(Page extract):
Hardware verification with ROCm#
ROCm includes tools to query the system structure. To query
the GPU hardware, use the rocm-smi command.
rocm-smi reports statistics per socket, so the power results combine CPU and GPU utilization.
In an idle state on a multi-socket system, some power imbalances are expected because
the distribution of OS threads can keep some APU devices at higher power states.
Note
The MI300A VRAM settings show as N/A.
 
The rocm-smi --showhw command shows the available system
GPUs and their device ID and firmware details.
In the MI300A hardware settings, the system BIOS handles the UMC RAS. The
ROCm-supplied GPU driver does not manage this setting.
This results in a value of DISABLED for the UMC RAS setting.
 
To see the system structure, the localization of the GPUs in the system, and the
fabric connections between the system components, use the rocm-smi --showtopo command.
- The first block of the output shows the distance between the GPUs. The weight is a qualitative measure of the “distance” data must travel to reach one GPU from another. While the values do not have a precise physical meaning, the higher the value the more hops are required to reach the destination from the source GPU. 
- The second block contains a matrix named “Hops between two GPUs”, where - 1means the two GPUs are directly connected with XGMI,- 2means both GPUs are linked to the same CPU socket and GPU communications go through the CPU, and- 3means both GPUs are linked to different CPU sockets so communications go through both CPU sockets.
- The third block indicates the link types between the GPUs. This can either be - XGMIfor AMD Infinity Fabric links or- PCIEfor PCIe Gen4 links.
- The fourth block reveals the localization of a GPU with respect to the NUMA organization of the shared memory of the AMD EPYC processors.

(Entries for bounding box labeling)
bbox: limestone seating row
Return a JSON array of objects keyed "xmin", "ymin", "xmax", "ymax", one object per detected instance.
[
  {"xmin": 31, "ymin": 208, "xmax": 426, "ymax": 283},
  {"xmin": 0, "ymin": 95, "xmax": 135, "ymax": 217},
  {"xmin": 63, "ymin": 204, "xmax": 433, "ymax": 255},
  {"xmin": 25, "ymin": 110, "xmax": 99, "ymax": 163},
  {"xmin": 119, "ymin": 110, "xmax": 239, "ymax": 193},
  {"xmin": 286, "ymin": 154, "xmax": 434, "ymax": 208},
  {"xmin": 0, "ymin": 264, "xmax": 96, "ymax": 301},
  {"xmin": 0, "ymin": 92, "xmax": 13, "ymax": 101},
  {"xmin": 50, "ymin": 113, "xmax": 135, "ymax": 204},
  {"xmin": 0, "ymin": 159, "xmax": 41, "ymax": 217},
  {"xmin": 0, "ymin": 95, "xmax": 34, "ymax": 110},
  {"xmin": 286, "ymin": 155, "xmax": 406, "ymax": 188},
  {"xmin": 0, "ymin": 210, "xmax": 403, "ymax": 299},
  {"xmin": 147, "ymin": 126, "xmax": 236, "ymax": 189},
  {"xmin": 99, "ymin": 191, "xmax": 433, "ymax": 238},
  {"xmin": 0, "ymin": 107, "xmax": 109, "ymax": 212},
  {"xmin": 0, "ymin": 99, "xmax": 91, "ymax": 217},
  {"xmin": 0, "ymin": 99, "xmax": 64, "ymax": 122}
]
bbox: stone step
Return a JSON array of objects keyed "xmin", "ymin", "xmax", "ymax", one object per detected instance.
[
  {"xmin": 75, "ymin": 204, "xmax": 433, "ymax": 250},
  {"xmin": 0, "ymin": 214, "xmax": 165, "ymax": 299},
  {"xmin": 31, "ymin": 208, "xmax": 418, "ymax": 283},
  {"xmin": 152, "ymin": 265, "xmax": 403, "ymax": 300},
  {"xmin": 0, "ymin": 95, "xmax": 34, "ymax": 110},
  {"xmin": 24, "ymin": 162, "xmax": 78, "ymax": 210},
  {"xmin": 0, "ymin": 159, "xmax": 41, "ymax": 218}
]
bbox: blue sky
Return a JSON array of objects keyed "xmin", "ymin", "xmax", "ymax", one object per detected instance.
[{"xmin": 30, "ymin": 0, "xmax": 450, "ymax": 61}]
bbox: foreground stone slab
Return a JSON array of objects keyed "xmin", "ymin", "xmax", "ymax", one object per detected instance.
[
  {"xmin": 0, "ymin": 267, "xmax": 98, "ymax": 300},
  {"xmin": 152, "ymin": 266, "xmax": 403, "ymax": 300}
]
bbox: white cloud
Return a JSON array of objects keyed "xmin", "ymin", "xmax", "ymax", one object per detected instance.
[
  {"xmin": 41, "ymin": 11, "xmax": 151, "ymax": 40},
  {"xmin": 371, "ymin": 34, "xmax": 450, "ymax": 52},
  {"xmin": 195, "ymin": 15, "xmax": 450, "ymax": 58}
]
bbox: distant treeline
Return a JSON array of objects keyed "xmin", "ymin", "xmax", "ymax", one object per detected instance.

(To-do list):
1. Which command does the hardware verification page give for viewing the system structure, GPU localization, and fabric connections between components?
2. Summarize the hardware verification page in two sentences.

(Answers):
1. rocm-smi --showtopo

2. ROCm's rocm-smi command queries GPU hardware and reports statistics per socket, and its --showhw option lists the available GPUs with their device IDs and firmware details. The --showtopo option shows the system topology in four blocks: GPU distance weights, a matrix of hops between GPUs, the link types (XGMI or PCIe), and each GPU's NUMA localization.